PASSAGE GIVEN:
___
Singleton-based LRU caching still has the typical problem of all singleton-based caches: a singleton is not a singleton in distributed systems (J2EE for that matter) but unique per classloader or server context (if you're lucky), and it's not kept in sync in clustered environments. There are, of course, mechanisms to implement the synchronization of distributed resources; some of them are difficult to implement or have scalability or availability issues; some work just fine. Distributed caching is not easy and if your requirements force you to go down this path, you might be well served choosing a commercial caching product.

The fact that you have several unsynchronized cache copies in clustered environments can be a big problem. The easy solution is using timed caches (just like read-only entity beans), which means that if a cached object is a certain age, it's considered stale and will be dropped from the cache. This is sufficient in most cases, but let's look at the following scenario.

Let's assume our invalidation time is 30 minutes (an object older than 30 minutes is considered stale). Cache A caches an object at 11:15, Cache B at 11:35. If the data item the cache is referring to is refreshed in the database at 11:40, Cache A will have the correct value at 11:45 when it expires but Cache B won't have it until 12:05 (see Figure 6). The problem now is that for 20 minutes you get different results - depending on which server you hit and on the use case this can be a big problem.
___
SHORT EXERCISE 1: For each statement, say yes or no to whether it agrees with the caching passage, and quote the words from the passage that decide it. (a) In distributed systems, a singleton is unique per classloader or server context. (b) Timed caches are never enough to deal with unsynchronized cache copies. (c) In the 30-minute example, Cache B has the correct value at 11:45.
SHORT EXERCISE 2: List every clock time that appears in the caching passage.

INFORMATION SHOWN:
___
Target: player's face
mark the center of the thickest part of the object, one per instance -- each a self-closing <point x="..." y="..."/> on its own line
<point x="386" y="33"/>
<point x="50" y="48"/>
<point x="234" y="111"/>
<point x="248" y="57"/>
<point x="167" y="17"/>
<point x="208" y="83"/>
___
CORRECT RESULT 1:
(a) Yes: "a singleton is not a singleton in distributed systems (J2EE for that matter) but unique per classloader or server context (if you're lucky)"
(b) No: "This is sufficient in most cases"
(c) No: "Cache B won't have it until 12:05"

CORRECT RESULT 2: 11:15, 11:35, 11:40, 11:45, 12:05